### Task description
There is one span to output from the data below: the lines starting at the line with "Target: wheel" and ending at the line with "Find the glass". Output it exactly, ends included, nothing more.

[Records supplied]

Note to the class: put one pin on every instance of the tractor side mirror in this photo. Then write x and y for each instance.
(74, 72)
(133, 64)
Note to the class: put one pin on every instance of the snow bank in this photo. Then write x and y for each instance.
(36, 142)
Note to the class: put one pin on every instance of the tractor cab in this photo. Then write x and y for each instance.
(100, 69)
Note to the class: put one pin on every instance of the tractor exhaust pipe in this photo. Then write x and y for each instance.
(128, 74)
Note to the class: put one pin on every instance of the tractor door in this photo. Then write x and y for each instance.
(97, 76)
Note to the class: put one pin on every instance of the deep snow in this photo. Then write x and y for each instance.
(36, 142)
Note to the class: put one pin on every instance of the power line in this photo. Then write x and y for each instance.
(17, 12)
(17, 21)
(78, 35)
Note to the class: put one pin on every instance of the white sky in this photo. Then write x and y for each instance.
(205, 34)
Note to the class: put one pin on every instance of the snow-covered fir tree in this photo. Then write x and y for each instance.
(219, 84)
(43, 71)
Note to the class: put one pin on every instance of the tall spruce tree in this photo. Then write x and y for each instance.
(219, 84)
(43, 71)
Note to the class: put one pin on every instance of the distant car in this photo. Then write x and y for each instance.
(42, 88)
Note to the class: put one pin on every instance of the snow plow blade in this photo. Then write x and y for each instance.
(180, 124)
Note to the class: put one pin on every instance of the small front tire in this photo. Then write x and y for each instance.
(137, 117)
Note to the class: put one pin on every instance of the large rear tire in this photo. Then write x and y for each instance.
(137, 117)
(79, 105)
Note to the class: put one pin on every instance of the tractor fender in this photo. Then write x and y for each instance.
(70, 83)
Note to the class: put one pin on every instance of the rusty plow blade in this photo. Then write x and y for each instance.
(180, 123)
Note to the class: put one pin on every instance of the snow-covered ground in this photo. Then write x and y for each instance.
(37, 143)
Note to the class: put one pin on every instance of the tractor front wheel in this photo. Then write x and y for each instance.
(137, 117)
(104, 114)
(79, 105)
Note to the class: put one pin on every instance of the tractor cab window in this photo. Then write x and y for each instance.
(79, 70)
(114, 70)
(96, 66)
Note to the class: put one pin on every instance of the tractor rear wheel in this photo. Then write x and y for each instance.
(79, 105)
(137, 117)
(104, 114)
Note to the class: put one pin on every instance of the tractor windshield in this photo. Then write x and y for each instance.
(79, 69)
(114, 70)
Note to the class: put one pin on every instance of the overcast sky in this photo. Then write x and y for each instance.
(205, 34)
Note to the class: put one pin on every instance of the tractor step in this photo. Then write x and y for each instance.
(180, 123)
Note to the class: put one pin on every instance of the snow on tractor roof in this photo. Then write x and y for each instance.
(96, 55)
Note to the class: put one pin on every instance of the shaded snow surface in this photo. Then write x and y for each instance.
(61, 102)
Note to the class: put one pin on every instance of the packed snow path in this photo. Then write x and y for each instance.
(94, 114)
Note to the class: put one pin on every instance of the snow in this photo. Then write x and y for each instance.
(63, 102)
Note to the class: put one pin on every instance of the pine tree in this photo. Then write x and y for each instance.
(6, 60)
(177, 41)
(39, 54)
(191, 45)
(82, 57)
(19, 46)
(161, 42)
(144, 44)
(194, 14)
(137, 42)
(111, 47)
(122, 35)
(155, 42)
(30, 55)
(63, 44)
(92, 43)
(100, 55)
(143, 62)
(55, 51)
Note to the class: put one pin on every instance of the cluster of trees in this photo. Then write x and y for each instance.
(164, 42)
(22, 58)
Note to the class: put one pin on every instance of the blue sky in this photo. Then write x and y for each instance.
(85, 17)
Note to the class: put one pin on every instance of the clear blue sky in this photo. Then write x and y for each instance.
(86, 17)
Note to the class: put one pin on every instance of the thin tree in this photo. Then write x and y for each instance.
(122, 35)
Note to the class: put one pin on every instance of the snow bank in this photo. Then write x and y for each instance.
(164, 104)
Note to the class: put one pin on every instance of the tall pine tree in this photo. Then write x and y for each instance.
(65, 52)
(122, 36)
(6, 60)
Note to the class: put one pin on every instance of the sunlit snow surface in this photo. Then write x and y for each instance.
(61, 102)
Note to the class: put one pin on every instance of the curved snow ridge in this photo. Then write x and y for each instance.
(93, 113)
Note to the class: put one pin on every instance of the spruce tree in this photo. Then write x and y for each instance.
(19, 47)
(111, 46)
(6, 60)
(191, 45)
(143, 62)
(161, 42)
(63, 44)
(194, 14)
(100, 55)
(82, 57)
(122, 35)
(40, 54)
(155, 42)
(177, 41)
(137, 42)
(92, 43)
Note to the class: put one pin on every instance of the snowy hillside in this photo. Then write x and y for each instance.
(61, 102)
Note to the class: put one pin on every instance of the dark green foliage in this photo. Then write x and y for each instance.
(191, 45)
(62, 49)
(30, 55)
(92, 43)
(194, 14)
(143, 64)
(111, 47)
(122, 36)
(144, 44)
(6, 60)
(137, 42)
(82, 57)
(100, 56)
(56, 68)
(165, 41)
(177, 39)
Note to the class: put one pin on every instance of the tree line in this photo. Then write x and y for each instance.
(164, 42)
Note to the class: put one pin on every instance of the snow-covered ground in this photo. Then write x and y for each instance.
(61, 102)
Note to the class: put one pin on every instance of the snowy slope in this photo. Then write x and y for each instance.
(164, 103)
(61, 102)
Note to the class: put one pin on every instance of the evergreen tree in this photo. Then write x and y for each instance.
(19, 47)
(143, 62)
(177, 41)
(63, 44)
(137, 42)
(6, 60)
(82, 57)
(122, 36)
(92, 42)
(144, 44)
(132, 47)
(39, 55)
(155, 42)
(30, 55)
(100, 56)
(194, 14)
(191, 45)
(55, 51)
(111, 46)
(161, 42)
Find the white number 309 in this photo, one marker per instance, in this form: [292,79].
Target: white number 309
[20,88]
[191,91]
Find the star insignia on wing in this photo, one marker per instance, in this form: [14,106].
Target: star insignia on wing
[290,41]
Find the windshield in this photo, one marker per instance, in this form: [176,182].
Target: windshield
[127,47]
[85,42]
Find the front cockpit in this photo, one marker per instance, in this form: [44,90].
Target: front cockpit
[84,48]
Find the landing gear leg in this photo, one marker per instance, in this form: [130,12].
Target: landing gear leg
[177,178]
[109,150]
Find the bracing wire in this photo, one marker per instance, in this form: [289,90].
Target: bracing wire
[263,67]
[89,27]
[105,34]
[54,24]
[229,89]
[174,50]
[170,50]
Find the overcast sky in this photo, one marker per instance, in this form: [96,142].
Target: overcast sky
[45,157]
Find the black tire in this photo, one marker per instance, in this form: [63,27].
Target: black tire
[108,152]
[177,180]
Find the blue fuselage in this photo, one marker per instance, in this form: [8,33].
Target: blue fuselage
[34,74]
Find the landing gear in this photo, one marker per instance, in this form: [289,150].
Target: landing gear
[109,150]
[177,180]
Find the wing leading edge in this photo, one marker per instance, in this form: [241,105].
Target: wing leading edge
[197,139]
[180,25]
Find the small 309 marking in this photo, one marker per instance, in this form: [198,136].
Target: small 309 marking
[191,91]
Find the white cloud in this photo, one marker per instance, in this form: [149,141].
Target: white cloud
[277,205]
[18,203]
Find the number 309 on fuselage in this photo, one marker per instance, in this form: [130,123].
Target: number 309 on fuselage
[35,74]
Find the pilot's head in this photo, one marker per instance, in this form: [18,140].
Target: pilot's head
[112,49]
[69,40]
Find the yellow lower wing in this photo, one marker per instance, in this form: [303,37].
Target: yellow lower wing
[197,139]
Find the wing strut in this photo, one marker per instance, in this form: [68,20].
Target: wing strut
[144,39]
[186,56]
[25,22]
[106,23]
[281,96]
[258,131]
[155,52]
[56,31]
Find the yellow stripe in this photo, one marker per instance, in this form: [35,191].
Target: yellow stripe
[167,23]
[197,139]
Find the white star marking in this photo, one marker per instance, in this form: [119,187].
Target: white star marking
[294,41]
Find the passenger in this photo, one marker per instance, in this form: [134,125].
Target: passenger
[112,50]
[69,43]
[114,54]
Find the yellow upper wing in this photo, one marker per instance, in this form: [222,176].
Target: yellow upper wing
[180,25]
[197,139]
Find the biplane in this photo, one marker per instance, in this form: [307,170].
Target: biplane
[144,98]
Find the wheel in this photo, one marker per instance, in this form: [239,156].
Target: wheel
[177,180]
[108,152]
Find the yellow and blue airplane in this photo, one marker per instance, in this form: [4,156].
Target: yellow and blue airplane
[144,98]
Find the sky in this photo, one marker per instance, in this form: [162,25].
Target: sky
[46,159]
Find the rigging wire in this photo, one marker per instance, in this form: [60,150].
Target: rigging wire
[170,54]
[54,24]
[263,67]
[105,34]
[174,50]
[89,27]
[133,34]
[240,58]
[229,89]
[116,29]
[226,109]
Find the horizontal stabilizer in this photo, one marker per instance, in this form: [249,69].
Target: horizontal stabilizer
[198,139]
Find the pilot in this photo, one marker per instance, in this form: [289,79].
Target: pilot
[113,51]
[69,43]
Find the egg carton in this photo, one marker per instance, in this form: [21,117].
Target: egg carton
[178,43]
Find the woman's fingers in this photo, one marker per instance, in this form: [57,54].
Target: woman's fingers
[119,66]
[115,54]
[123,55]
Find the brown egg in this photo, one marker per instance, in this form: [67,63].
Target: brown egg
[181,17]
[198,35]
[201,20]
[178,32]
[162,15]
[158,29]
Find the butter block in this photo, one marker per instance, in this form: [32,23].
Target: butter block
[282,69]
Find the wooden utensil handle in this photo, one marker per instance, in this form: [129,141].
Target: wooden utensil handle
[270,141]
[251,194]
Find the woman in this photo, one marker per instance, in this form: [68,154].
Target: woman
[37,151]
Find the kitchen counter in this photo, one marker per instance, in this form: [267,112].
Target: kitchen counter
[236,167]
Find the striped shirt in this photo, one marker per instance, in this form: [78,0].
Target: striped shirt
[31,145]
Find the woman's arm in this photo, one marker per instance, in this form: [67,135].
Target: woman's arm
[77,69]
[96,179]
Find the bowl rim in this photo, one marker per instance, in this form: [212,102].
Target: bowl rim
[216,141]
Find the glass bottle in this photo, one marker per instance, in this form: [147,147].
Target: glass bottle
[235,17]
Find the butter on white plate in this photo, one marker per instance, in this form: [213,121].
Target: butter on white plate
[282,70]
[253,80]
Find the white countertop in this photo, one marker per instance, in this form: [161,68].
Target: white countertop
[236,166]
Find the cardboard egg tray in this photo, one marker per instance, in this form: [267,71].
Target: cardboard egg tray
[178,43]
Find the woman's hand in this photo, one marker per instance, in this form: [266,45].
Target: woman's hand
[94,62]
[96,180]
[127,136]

[/Records supplied]

### Task solution
Target: wheel
[177,180]
[108,152]
Find the yellow and blue airplane in this photo, one marker per instance, in this form: [4,156].
Target: yellow and blue airplane
[144,98]
Find the sky in this photo, one marker per instance, in this form: [162,25].
Target: sky
[46,159]
Find the rigging wire in this photo, one marker per instance, in this form: [60,150].
Target: rigging wire
[170,54]
[54,24]
[263,67]
[105,34]
[174,50]
[89,27]
[133,34]
[240,58]
[229,89]
[116,29]
[226,109]
Find the horizontal stabilizer in this photo, one marker per instance, in this form: [249,69].
Target: horizontal stabilizer
[198,139]
Find the pilot in this photo, one marker per instance, in this form: [289,79].
Target: pilot
[113,51]
[69,43]
Find the egg carton in this photo, one marker per instance, in this form: [21,117].
Target: egg carton
[178,43]
Find the woman's fingers in this photo, one marker per instance, in this form: [57,54].
Target: woman's fingers
[119,66]
[115,54]
[123,55]
Find the brown egg in this photo, one marker per instance, in this form: [67,63].
Target: brown egg
[181,17]
[198,35]
[201,20]
[178,32]
[162,15]
[158,29]
Find the butter block in this photo, one marker per instance, in this form: [32,23].
Target: butter block
[282,69]
Find the wooden utensil handle in this photo, one marker per instance, in this form: [129,141].
Target: wooden utensil handle
[270,141]
[251,194]
Find the woman in this photo, one marker per instance, in this form: [68,154].
Target: woman
[37,151]
Find the kitchen counter in this photo, one marker per instance, in this form: [267,112].
Target: kitchen counter
[236,167]
Find the striped shirt in this photo, one marker per instance, in this form: [78,0].
Target: striped shirt
[31,145]
Find the woman's arm in this photo, one marker per instance, in this form: [67,135].
Target: woman's arm
[77,69]
[96,179]
Find the bowl rim in this photo, one marker per instance, in this form: [212,102].
Target: bowl rim
[216,141]
Find the glass bottle in this photo, one marker per instance, in this form: [147,147].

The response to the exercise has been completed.